Output the data below as a JSON array of strings, one string per line, leaving out blank lines.
------------------------------------------------
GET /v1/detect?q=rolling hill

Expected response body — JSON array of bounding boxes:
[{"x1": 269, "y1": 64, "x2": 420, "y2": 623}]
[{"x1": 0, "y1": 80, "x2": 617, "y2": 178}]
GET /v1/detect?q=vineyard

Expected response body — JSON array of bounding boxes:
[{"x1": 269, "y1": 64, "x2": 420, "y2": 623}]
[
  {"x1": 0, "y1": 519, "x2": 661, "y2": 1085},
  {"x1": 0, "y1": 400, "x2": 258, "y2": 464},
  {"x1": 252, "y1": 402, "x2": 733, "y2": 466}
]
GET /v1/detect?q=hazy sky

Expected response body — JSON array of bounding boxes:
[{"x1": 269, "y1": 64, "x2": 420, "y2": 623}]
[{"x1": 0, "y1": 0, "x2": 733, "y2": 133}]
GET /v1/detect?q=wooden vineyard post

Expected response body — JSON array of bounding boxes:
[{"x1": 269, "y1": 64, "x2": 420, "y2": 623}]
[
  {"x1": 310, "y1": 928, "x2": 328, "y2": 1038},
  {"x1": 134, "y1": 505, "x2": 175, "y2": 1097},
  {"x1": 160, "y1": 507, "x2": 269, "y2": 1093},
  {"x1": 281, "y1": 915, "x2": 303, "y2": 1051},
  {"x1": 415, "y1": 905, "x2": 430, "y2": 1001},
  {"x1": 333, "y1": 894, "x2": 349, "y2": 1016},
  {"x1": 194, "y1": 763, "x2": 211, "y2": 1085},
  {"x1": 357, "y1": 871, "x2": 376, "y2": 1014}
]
------------------------------------------------
§ Problem solution:
[
  "GET /v1/detect?q=rolling hill",
  "Expected response body — JSON array of bounding boxes:",
  "[{\"x1\": 269, \"y1\": 64, \"x2\": 420, \"y2\": 623}]",
  "[{\"x1\": 0, \"y1\": 80, \"x2\": 617, \"y2\": 178}]",
  "GET /v1/detect?q=vineyard",
  "Expected response body — JSON array of bounding boxes:",
  "[{\"x1\": 269, \"y1\": 64, \"x2\": 420, \"y2\": 623}]",
  "[",
  "  {\"x1\": 0, \"y1\": 519, \"x2\": 661, \"y2\": 1085},",
  "  {\"x1\": 0, \"y1\": 400, \"x2\": 258, \"y2\": 464},",
  "  {\"x1\": 252, \"y1\": 402, \"x2\": 733, \"y2\": 466}",
  "]",
  "GET /v1/detect?q=hazy sky",
  "Expected response body — JSON array of bounding boxes:",
  "[{\"x1\": 269, \"y1\": 64, \"x2\": 420, \"y2\": 623}]",
  "[{\"x1\": 0, \"y1\": 0, \"x2\": 733, \"y2\": 133}]",
  "GET /v1/detect?q=wooden vineyard post",
  "Expected response body — JSON array of bounding boxes:",
  "[{\"x1\": 269, \"y1\": 64, \"x2\": 420, \"y2\": 623}]",
  "[",
  "  {\"x1\": 310, \"y1\": 928, \"x2\": 328, \"y2\": 1038},",
  "  {\"x1\": 134, \"y1\": 505, \"x2\": 175, \"y2\": 1097},",
  "  {\"x1\": 160, \"y1\": 507, \"x2\": 269, \"y2\": 1093},",
  "  {\"x1\": 281, \"y1\": 915, \"x2\": 303, \"y2\": 1051},",
  "  {\"x1\": 415, \"y1\": 905, \"x2\": 430, \"y2\": 1001},",
  "  {\"x1\": 333, \"y1\": 894, \"x2\": 349, \"y2\": 1016},",
  "  {\"x1\": 194, \"y1\": 763, \"x2\": 211, \"y2\": 1085},",
  "  {\"x1\": 357, \"y1\": 871, \"x2\": 376, \"y2\": 1014}",
  "]"
]